INFORMATION SUPPLIED section start

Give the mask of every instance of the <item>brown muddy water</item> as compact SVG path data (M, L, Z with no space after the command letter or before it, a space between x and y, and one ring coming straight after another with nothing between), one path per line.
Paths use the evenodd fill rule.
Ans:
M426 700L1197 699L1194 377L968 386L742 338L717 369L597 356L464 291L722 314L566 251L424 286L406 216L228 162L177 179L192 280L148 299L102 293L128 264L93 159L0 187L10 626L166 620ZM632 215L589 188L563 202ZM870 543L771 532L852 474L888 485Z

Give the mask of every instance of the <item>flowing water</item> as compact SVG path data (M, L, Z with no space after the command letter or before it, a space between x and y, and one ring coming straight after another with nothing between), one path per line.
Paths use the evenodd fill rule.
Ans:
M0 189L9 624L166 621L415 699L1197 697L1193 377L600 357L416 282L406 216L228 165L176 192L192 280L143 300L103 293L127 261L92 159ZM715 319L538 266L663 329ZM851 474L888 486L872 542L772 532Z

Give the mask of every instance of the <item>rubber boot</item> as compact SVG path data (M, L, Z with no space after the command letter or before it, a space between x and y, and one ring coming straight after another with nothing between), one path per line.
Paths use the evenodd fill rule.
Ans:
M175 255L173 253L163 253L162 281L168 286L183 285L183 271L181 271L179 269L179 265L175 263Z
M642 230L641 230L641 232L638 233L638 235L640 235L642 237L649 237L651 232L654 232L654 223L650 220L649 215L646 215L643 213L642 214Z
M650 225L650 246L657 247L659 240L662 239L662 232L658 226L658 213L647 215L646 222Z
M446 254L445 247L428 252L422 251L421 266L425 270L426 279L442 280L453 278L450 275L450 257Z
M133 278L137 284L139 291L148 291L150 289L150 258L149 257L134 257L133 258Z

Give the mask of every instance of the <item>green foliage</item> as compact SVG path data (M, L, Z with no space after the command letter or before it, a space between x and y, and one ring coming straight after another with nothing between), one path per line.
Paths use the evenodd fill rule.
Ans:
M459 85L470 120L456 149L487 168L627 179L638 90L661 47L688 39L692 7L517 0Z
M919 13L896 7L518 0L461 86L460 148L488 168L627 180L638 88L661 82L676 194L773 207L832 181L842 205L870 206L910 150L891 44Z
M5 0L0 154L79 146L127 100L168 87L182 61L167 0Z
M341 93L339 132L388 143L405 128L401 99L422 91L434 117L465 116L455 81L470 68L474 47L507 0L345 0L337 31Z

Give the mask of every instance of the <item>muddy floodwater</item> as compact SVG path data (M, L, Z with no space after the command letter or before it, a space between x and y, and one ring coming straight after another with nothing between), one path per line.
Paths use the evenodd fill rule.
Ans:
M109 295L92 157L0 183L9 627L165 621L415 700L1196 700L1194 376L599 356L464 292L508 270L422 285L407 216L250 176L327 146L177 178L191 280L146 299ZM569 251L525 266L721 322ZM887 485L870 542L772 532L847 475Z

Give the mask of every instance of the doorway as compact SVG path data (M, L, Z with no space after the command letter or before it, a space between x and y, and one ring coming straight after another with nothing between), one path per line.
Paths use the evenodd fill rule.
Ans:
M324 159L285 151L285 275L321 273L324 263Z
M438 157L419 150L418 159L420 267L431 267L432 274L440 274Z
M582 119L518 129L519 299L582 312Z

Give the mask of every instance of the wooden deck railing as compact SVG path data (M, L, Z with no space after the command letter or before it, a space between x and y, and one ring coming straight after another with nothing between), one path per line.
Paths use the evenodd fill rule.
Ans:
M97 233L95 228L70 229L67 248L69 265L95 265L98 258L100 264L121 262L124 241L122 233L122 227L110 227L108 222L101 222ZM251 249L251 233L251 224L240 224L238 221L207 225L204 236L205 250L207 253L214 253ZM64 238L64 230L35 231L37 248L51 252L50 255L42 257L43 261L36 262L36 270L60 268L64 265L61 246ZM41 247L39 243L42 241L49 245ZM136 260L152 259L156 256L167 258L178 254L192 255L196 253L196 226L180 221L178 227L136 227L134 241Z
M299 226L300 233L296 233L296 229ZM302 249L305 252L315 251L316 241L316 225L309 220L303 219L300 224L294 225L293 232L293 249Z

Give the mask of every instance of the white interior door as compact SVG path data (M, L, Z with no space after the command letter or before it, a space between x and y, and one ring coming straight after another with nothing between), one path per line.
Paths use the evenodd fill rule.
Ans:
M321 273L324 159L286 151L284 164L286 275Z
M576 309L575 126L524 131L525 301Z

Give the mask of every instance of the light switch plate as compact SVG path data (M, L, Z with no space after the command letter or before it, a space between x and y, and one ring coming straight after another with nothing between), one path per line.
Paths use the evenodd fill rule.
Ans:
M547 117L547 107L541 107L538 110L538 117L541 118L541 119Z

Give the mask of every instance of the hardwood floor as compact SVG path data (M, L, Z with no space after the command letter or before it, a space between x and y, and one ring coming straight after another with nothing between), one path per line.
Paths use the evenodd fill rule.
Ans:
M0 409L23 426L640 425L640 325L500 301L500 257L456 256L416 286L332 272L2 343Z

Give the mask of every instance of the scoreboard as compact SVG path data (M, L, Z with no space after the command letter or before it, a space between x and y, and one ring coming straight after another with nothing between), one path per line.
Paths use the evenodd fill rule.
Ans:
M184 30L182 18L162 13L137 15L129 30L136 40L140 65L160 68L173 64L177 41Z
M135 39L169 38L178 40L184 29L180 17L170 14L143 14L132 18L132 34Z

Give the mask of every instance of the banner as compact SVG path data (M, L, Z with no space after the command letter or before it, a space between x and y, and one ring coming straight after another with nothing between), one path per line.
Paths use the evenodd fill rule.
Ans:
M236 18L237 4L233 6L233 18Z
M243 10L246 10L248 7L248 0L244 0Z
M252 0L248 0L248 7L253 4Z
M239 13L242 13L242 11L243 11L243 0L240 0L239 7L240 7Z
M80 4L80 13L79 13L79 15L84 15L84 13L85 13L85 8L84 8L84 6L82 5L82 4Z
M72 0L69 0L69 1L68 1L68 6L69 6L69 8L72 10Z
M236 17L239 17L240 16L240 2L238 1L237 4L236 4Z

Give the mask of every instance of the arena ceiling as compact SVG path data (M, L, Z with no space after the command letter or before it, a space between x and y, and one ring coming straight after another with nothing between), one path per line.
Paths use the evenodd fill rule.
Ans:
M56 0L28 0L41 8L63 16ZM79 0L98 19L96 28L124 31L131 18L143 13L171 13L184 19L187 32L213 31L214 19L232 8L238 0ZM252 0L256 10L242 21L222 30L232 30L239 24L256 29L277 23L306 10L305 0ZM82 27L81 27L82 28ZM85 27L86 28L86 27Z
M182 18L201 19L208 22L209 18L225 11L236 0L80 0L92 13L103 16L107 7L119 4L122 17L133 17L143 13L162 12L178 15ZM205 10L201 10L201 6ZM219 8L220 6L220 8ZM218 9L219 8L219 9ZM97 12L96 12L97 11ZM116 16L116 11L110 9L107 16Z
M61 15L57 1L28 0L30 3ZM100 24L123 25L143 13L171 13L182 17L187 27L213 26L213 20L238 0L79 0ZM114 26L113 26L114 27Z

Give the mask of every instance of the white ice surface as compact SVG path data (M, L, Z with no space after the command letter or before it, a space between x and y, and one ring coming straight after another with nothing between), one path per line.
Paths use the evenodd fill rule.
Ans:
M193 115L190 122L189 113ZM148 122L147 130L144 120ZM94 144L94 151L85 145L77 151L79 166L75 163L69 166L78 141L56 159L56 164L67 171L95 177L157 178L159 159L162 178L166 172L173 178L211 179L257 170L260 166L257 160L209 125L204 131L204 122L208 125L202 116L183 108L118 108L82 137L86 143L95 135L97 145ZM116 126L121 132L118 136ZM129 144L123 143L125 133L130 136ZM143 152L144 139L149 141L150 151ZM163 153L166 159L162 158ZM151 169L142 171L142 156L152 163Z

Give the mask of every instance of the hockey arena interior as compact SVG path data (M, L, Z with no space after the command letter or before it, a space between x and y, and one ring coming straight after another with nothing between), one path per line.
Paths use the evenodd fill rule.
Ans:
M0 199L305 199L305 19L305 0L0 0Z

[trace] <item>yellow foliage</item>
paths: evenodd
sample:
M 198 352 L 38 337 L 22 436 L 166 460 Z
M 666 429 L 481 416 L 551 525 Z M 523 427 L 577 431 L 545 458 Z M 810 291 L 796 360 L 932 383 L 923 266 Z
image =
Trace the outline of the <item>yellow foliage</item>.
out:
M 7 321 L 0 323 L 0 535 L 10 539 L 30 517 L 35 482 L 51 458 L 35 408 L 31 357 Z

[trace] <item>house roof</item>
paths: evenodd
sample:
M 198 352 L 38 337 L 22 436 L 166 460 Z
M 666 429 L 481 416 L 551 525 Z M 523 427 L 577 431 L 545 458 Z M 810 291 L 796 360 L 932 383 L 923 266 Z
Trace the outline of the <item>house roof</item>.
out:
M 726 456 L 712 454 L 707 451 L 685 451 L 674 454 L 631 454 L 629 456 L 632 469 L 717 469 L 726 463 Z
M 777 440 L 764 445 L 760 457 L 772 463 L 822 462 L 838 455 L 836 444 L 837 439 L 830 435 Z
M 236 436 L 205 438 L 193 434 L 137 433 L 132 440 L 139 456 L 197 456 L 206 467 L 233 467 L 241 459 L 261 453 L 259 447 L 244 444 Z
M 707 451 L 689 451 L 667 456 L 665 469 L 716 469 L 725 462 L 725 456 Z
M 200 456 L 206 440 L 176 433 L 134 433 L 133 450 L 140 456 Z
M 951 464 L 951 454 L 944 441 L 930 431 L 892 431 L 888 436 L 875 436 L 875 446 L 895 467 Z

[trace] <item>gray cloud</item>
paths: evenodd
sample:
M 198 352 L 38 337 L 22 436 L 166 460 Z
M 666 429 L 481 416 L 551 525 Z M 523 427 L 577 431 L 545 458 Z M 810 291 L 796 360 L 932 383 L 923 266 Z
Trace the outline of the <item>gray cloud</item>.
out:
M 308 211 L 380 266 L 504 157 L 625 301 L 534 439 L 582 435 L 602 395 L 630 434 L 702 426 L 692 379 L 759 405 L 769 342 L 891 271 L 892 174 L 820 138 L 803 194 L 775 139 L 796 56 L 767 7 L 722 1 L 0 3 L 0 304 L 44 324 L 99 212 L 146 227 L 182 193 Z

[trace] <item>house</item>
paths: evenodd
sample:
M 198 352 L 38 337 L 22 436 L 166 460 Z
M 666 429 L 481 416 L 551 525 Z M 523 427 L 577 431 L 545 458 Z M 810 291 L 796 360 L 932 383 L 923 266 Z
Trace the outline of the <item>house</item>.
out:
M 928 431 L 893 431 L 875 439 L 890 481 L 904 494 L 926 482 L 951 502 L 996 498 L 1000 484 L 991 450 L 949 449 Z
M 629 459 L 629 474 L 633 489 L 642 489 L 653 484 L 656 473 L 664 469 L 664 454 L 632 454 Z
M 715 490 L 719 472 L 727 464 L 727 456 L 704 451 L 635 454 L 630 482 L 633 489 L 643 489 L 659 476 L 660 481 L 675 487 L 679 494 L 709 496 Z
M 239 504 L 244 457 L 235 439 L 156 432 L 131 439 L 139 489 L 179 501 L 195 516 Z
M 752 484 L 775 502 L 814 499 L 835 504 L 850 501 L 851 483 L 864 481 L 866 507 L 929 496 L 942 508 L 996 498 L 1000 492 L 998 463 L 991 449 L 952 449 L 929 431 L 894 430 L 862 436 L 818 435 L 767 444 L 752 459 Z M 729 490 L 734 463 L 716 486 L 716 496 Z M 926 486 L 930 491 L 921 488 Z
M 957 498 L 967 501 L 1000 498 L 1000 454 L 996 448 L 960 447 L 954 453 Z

INFORMATION SUPPLIED section end

◆ **WHAT IS NEEDED**:
Pull out all lines of the data with the string "yellow".

◆ **TASK SOLUTION**:
[trace] <item>yellow foliage</item>
Trace the outline of the <item>yellow foliage</item>.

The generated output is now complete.